## begin

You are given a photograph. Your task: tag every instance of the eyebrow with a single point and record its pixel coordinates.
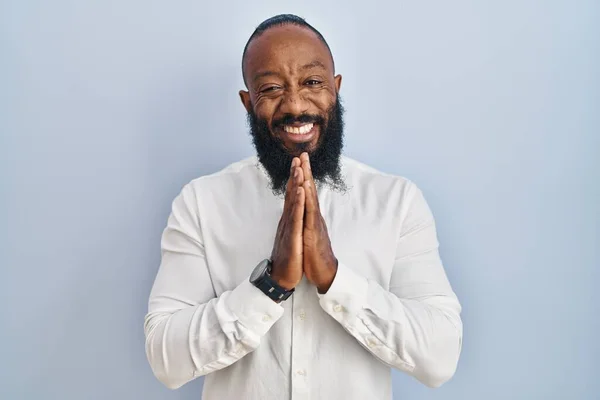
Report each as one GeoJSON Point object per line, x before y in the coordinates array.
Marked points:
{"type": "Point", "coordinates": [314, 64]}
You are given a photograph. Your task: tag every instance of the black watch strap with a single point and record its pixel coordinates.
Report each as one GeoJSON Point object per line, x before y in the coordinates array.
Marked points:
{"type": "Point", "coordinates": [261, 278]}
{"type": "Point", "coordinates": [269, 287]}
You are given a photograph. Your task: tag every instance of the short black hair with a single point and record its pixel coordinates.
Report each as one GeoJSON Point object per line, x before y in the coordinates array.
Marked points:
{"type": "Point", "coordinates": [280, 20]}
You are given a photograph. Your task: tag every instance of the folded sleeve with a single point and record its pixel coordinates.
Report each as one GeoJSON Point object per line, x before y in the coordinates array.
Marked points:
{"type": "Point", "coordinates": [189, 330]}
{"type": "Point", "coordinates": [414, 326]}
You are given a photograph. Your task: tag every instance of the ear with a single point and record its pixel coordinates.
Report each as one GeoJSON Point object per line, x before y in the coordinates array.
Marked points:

## end

* [Instructions for the task] Render every line of the material above as a numbered list, omitting blank lines and leaving out the pictures.

* [Answer for this exercise]
1. You are given a photograph. Your task: tag every instance of the eyebrow with a single point and record its pixel coordinates.
2. Report each as one GeoJSON Point object per line, x before y in the coordinates array.
3. Marked points:
4. {"type": "Point", "coordinates": [314, 64]}
5. You are given a photograph. Your task: tag every instance of the black watch strap with a single point and record its pixel coordinates.
6. Report each as one GeoJSON Point object per line, x before y in the coordinates array.
7. Marked points:
8. {"type": "Point", "coordinates": [261, 278]}
9. {"type": "Point", "coordinates": [269, 287]}
10. You are given a photograph. Your task: tag every instance of the short black hair with a single point and record its pixel coordinates.
11. Report each as one GeoJSON Point object per line, x before y in the coordinates array.
12. Marked points:
13. {"type": "Point", "coordinates": [280, 20]}
14. You are given a photograph. Your task: tag every instance of the folded sleeve with a single point and record its pixel coordinates.
15. Report each as one GeoJSON Point object per line, x before y in the coordinates array.
16. Marked points:
17. {"type": "Point", "coordinates": [189, 330]}
18. {"type": "Point", "coordinates": [414, 326]}
19. You are given a photograph. Your task: tag every instance of the ear with a single point and record its pixel coordinates.
20. Report each as one GeoJSON Point object per line, x before y in the coordinates array.
21. Marked points:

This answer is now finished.